## Exercise details
Lay out as a numbered list the lines from the line containing "the dog's front" through the end of the rows below, omitting blank lines. List those lines alone.
------ Given records
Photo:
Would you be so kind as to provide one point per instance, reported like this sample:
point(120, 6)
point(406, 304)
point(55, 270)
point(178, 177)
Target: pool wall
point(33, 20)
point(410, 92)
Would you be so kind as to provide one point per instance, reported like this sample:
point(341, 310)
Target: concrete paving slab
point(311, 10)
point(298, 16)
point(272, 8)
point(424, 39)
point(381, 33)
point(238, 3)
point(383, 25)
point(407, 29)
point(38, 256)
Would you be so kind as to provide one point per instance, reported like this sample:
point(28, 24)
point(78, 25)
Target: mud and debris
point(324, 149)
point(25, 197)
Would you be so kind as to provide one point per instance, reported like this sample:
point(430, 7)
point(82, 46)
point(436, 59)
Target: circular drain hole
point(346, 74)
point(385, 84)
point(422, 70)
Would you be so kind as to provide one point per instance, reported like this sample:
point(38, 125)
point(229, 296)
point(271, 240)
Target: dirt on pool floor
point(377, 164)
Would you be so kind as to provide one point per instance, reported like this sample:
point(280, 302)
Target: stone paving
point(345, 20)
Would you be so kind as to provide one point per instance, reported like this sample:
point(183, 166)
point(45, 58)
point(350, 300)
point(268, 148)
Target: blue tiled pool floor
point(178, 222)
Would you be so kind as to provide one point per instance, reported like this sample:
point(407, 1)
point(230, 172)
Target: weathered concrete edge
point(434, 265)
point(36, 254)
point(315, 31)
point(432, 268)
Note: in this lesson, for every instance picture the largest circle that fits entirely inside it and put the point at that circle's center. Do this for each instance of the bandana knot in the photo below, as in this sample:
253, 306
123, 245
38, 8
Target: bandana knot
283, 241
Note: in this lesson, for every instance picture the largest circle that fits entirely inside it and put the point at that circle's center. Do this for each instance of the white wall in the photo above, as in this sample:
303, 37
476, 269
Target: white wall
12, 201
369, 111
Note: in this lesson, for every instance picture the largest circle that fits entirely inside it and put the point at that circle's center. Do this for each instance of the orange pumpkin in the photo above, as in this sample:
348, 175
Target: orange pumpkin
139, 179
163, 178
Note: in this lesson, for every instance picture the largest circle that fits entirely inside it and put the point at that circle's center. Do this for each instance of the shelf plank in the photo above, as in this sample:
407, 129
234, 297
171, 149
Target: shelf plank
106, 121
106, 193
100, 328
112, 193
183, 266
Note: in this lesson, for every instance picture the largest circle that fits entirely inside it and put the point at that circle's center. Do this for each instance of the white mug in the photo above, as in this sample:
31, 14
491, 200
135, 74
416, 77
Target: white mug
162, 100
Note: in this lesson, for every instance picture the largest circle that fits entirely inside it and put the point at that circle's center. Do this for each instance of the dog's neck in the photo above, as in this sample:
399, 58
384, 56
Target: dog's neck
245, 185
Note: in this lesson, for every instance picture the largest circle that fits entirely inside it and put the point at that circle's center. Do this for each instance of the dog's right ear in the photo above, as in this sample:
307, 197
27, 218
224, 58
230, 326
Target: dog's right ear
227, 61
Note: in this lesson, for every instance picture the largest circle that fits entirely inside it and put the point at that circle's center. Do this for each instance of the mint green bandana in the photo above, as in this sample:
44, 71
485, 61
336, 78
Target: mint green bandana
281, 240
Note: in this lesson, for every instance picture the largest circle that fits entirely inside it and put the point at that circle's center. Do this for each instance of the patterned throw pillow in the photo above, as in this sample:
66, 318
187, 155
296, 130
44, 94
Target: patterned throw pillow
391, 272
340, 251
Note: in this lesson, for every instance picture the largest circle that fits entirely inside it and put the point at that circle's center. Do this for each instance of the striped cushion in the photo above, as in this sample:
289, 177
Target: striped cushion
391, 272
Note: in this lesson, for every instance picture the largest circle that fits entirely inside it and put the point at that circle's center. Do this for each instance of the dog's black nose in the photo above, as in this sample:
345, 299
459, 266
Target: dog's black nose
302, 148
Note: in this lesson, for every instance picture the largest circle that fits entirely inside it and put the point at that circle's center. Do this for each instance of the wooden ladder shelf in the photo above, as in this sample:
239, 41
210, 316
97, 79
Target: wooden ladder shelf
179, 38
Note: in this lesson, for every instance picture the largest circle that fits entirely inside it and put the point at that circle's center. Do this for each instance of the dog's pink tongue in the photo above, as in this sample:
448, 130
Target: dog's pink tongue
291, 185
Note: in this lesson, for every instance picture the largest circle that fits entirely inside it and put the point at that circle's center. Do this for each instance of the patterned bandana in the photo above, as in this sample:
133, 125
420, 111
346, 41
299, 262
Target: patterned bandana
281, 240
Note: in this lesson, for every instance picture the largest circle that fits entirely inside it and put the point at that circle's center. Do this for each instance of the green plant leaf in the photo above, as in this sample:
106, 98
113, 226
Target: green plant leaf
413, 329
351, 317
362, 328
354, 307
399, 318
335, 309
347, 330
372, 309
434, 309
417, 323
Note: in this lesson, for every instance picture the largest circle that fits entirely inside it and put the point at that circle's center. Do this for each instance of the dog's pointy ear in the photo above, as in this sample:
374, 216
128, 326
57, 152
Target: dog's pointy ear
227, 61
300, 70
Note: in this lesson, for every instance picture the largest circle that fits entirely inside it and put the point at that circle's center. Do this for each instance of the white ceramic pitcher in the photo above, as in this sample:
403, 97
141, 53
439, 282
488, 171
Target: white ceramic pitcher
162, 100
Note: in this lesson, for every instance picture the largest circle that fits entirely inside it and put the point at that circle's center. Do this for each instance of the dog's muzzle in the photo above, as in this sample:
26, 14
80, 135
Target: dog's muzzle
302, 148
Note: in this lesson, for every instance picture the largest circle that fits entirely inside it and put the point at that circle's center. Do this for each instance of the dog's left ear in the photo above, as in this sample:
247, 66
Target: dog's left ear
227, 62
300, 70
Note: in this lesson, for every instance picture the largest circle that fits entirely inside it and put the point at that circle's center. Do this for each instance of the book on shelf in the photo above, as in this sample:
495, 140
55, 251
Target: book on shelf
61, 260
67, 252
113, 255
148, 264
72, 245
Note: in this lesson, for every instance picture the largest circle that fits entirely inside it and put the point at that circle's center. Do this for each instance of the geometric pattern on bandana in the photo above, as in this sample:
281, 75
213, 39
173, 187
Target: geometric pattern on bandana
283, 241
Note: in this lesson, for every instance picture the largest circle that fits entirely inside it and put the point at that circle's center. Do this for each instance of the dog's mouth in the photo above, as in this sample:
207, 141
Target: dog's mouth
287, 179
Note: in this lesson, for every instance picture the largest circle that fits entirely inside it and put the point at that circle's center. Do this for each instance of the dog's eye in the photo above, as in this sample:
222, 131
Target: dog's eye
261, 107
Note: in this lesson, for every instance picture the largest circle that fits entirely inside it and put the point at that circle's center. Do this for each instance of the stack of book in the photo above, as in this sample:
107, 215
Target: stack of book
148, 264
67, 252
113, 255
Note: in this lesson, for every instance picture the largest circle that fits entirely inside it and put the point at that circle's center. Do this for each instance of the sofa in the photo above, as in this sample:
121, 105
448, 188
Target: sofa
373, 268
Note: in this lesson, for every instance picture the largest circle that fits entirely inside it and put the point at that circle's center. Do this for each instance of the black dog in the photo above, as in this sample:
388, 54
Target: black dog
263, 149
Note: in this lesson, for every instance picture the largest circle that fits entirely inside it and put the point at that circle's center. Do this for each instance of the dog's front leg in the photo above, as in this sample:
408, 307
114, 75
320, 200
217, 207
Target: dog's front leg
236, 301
------------
## Expected answer
1. Note: in this lesson, for every instance picture the largest circle that fits entirely inside it and put the point at that circle's center. Do this for each instance of the dog's front leg in the photo above, as in this sample:
2. 408, 307
3. 114, 75
4. 320, 200
5. 217, 207
6. Target: dog's front leg
7. 236, 301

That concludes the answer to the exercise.